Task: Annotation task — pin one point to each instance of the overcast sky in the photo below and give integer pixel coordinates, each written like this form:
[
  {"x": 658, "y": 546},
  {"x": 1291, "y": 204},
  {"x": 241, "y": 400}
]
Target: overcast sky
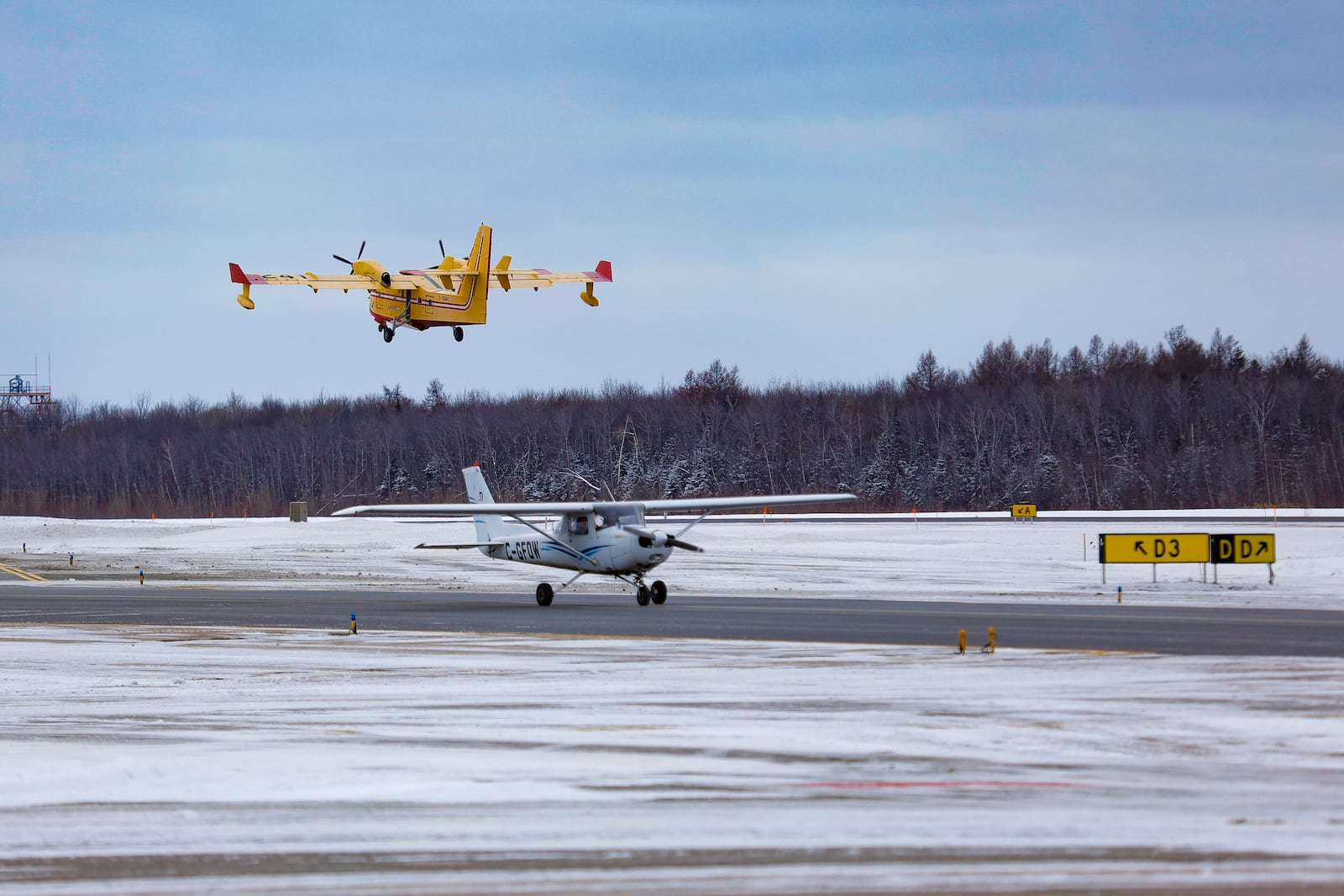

* _WORK INSTRUCTIONS_: Lay out the listing above as a Markdown table with the columns Row and Line. Number each line in Row, skip blank lines, and omit the pictures.

* _ANSWER TO THE TASK_:
| Row | Line |
|---|---|
| 1 | Task: Annotation task — pin one point to each instance of the overcast sky in the photo below and give integer pixel coordinates, each written like this form: |
| 2 | [ |
| 3 |   {"x": 658, "y": 546}, |
| 4 |   {"x": 1291, "y": 204}, |
| 5 |   {"x": 241, "y": 400} |
| 6 | ] |
| 7 | Target: overcast sky |